▶ _TEXT SEGMENT_:
I’m uncertain of my future. There I said it. I’m twenty-one years old, I have one more year left of college and this summer I came home to curious faces with questions dancing on their lips. “What are you going to do after college?” “What are your plans?” “What are you going to do when plan A fails?” “You don’t have a plan C? You’re a black woman, you always have to have a plan C”.
I don’t have a plan C.
I might have a plan A and every day, it seems less and less likely.
I didn’t go the safe route. I tried economics and physics for a while in college and even though they weren’t completely boring majors, they just didn’t speak to me.
But film did.
I’ve wanted to be a filmmaker since I was a child-seven to be exact. My parents never liked children movies, so we didn’t watch kid movies. From a young age, I was served up the greats. Our Fridays were filled with trips to Blockbuster and every member of our family picking out a film to watch for the weekend. I was served with the greats: Speilberg, Scorsese, Anderson, Coppola.
I became obsessed with film and along the way I was dubbed “Film Girl” among my peers in high school.

▶ _LISTED ENTRIES_:
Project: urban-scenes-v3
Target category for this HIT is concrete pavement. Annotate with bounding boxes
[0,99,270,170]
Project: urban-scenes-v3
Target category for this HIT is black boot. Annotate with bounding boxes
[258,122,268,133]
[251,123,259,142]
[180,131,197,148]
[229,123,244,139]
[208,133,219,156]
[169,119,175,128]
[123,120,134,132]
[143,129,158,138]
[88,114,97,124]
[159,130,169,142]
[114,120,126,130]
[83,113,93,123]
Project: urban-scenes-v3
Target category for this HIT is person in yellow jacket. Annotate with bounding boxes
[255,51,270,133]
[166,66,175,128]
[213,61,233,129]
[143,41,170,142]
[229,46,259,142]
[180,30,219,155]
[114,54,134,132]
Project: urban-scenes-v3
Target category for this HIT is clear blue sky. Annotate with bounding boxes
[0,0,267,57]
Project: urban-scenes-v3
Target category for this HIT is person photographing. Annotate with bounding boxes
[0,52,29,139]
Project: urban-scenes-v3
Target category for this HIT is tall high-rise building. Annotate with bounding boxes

▶ _AIM OF THE EXERCISE_: In the essay about wanting to become a filmmaker, why did the writer's family not watch kid movies? Answer in one to three sentences.

▶ _SOLUTION TO THIS TASK_: The writer's parents never liked children's movies, so the family didn't watch them. Instead, from a young age the writer was shown the great filmmakers.